Exactly as written, reproduce the lines from the beginning of the data through the line containing "72, row 37."; the pictures are not reproduced.
--- Exercise data ---
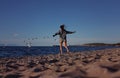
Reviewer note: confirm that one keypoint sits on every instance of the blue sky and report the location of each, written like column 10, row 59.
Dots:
column 38, row 20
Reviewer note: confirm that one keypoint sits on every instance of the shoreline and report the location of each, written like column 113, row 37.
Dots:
column 88, row 64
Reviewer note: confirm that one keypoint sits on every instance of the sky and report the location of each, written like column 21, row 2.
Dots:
column 35, row 21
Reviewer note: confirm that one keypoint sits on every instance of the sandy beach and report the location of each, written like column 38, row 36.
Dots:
column 89, row 64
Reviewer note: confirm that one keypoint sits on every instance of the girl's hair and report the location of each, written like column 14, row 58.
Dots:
column 62, row 27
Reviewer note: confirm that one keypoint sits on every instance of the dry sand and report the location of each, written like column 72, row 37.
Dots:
column 91, row 64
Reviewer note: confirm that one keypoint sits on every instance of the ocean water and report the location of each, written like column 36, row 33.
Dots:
column 18, row 51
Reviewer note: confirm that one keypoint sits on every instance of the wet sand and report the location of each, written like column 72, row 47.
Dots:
column 91, row 64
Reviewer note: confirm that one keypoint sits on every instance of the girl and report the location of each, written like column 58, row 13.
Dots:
column 63, row 39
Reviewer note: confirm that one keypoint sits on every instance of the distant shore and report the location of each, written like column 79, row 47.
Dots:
column 89, row 64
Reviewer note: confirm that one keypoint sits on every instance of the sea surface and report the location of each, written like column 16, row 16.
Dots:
column 18, row 51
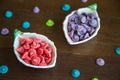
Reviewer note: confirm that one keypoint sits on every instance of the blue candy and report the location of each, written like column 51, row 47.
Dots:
column 66, row 7
column 75, row 73
column 117, row 50
column 3, row 69
column 26, row 24
column 8, row 14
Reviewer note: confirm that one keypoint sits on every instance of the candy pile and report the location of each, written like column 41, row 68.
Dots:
column 34, row 51
column 81, row 26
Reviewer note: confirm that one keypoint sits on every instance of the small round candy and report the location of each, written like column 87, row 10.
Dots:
column 3, row 69
column 36, row 9
column 50, row 23
column 8, row 14
column 75, row 73
column 84, row 1
column 66, row 7
column 100, row 62
column 117, row 50
column 26, row 24
column 5, row 31
column 95, row 78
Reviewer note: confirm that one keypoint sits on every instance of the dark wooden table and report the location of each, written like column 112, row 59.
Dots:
column 80, row 56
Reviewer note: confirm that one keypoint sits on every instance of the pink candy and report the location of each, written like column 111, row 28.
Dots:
column 34, row 51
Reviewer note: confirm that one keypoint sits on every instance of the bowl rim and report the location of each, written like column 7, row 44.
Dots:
column 80, row 10
column 51, row 43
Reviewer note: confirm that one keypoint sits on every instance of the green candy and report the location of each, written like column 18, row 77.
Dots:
column 95, row 78
column 50, row 23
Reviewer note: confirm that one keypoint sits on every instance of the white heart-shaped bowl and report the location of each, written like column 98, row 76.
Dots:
column 43, row 38
column 65, row 23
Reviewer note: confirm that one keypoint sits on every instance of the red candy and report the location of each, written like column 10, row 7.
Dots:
column 34, row 51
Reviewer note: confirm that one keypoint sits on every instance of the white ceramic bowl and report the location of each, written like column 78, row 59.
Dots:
column 81, row 10
column 43, row 38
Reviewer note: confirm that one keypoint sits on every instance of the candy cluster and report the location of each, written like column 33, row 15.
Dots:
column 34, row 51
column 81, row 26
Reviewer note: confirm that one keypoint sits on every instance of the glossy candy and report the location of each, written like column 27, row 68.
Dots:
column 100, row 62
column 84, row 1
column 3, row 69
column 66, row 7
column 95, row 78
column 75, row 73
column 34, row 51
column 49, row 23
column 8, row 14
column 81, row 26
column 117, row 51
column 5, row 31
column 36, row 9
column 26, row 25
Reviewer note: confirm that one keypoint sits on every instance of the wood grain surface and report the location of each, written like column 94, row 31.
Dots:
column 80, row 56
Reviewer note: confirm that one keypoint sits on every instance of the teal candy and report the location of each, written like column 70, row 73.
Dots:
column 26, row 24
column 66, row 7
column 75, row 73
column 117, row 50
column 8, row 14
column 3, row 69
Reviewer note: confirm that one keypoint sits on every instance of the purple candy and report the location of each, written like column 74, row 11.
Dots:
column 92, row 15
column 36, row 9
column 73, row 25
column 77, row 21
column 83, row 19
column 75, row 38
column 80, row 29
column 100, row 62
column 69, row 28
column 84, row 1
column 88, row 28
column 93, row 23
column 71, row 33
column 92, row 31
column 81, row 37
column 5, row 31
column 81, row 26
column 86, row 35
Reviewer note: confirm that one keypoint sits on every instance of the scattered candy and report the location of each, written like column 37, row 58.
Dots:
---
## Your solution
Reviewer note: confirm that one keypoint sits on every instance of the blue sky and report the location of each, written like column 10, row 59.
Dots:
column 38, row 20
Reviewer note: confirm that one keypoint sits on every instance of the shoreline and report the location of each, written like column 113, row 37.
Dots:
column 88, row 64
Reviewer note: confirm that one keypoint sits on every instance of the sky and report the location of each, written like column 21, row 2.
Dots:
column 35, row 21
Reviewer note: confirm that one keypoint sits on every instance of the sandy beach and report the location of each, written like column 38, row 36.
Dots:
column 89, row 64
Reviewer note: confirm that one keypoint sits on every instance of the girl's hair and report the location of each, written like column 14, row 58.
Dots:
column 62, row 27
Reviewer note: confirm that one keypoint sits on every instance of the dry sand and report the location of each, written like column 72, row 37.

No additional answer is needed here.